• [WHAT THE TASK REQUIRES]: Pull out each line in the records below that contains the word "crop" and copy it in full.

• [RECORDS TO PROCESS]:
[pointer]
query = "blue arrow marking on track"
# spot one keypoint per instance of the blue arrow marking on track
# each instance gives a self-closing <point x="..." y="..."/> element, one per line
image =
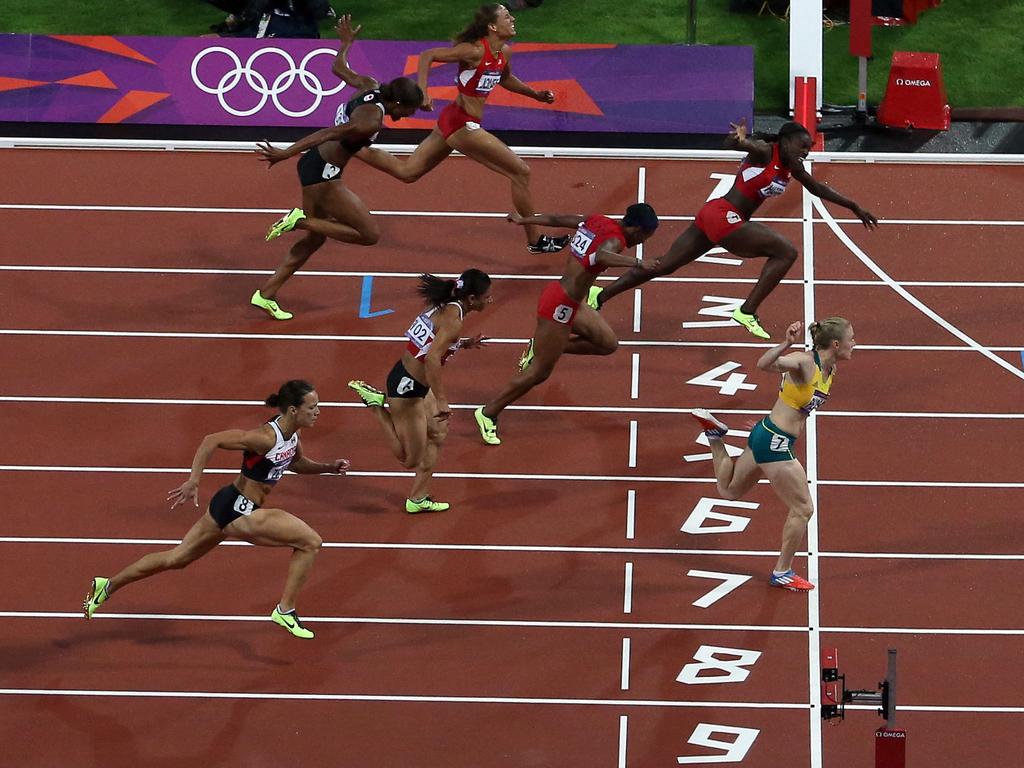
<point x="365" y="299"/>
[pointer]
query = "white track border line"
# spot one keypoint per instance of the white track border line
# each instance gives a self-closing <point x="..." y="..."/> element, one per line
<point x="26" y="142"/>
<point x="912" y="300"/>
<point x="641" y="410"/>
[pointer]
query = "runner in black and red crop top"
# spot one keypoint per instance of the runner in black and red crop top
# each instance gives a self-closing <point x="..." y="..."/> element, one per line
<point x="237" y="510"/>
<point x="564" y="323"/>
<point x="725" y="221"/>
<point x="482" y="56"/>
<point x="335" y="211"/>
<point x="416" y="421"/>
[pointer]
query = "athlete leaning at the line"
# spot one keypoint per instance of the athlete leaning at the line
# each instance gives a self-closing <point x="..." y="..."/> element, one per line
<point x="236" y="511"/>
<point x="330" y="209"/>
<point x="726" y="221"/>
<point x="807" y="380"/>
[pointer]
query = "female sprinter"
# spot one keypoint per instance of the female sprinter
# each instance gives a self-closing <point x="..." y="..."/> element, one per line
<point x="562" y="325"/>
<point x="236" y="511"/>
<point x="726" y="221"/>
<point x="807" y="379"/>
<point x="416" y="421"/>
<point x="330" y="209"/>
<point x="483" y="56"/>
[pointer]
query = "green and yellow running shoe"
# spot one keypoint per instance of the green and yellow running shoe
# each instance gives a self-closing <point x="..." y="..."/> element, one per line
<point x="526" y="357"/>
<point x="370" y="395"/>
<point x="286" y="223"/>
<point x="426" y="504"/>
<point x="488" y="427"/>
<point x="751" y="323"/>
<point x="269" y="306"/>
<point x="290" y="622"/>
<point x="96" y="596"/>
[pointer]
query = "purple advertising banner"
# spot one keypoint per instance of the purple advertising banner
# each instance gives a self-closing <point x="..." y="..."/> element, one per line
<point x="211" y="81"/>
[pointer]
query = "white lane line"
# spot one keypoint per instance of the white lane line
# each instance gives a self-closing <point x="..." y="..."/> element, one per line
<point x="623" y="729"/>
<point x="624" y="682"/>
<point x="519" y="476"/>
<point x="325" y="337"/>
<point x="473" y="407"/>
<point x="813" y="571"/>
<point x="518" y="275"/>
<point x="910" y="298"/>
<point x="521" y="624"/>
<point x="628" y="591"/>
<point x="518" y="624"/>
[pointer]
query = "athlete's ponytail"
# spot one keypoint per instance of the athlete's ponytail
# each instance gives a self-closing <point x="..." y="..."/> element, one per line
<point x="827" y="331"/>
<point x="436" y="291"/>
<point x="291" y="393"/>
<point x="484" y="16"/>
<point x="402" y="91"/>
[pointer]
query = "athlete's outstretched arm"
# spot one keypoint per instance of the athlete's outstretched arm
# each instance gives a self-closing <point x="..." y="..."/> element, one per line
<point x="564" y="220"/>
<point x="340" y="66"/>
<point x="826" y="193"/>
<point x="258" y="440"/>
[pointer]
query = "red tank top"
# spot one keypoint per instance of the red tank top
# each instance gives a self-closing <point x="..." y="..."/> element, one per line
<point x="589" y="238"/>
<point x="480" y="81"/>
<point x="761" y="182"/>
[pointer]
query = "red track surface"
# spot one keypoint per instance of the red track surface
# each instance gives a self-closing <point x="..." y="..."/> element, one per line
<point x="493" y="635"/>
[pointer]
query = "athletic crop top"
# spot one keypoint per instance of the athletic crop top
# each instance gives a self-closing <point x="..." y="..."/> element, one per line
<point x="352" y="145"/>
<point x="807" y="397"/>
<point x="421" y="334"/>
<point x="589" y="238"/>
<point x="267" y="468"/>
<point x="482" y="79"/>
<point x="760" y="182"/>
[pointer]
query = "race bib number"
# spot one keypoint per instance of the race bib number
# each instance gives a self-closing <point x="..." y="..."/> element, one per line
<point x="562" y="313"/>
<point x="421" y="331"/>
<point x="243" y="506"/>
<point x="487" y="82"/>
<point x="582" y="241"/>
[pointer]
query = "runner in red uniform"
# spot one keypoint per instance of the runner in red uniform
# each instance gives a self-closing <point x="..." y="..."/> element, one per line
<point x="564" y="323"/>
<point x="726" y="221"/>
<point x="483" y="55"/>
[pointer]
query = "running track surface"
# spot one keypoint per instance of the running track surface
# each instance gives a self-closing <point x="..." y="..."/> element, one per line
<point x="553" y="616"/>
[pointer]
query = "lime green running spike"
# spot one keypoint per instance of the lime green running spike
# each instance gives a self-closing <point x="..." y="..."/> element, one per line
<point x="96" y="596"/>
<point x="526" y="357"/>
<point x="426" y="504"/>
<point x="751" y="323"/>
<point x="291" y="622"/>
<point x="488" y="427"/>
<point x="371" y="396"/>
<point x="286" y="223"/>
<point x="269" y="306"/>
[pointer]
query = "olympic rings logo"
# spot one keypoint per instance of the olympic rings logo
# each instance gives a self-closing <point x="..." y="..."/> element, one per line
<point x="259" y="83"/>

• [SOLUTION FOR THIS TASK]:
query = "runner in black and red crop top"
# spot one keypoint per instance of the runner in black and red crop top
query = "athletic crop top"
# spot one keypoint per instance of the athletic crop top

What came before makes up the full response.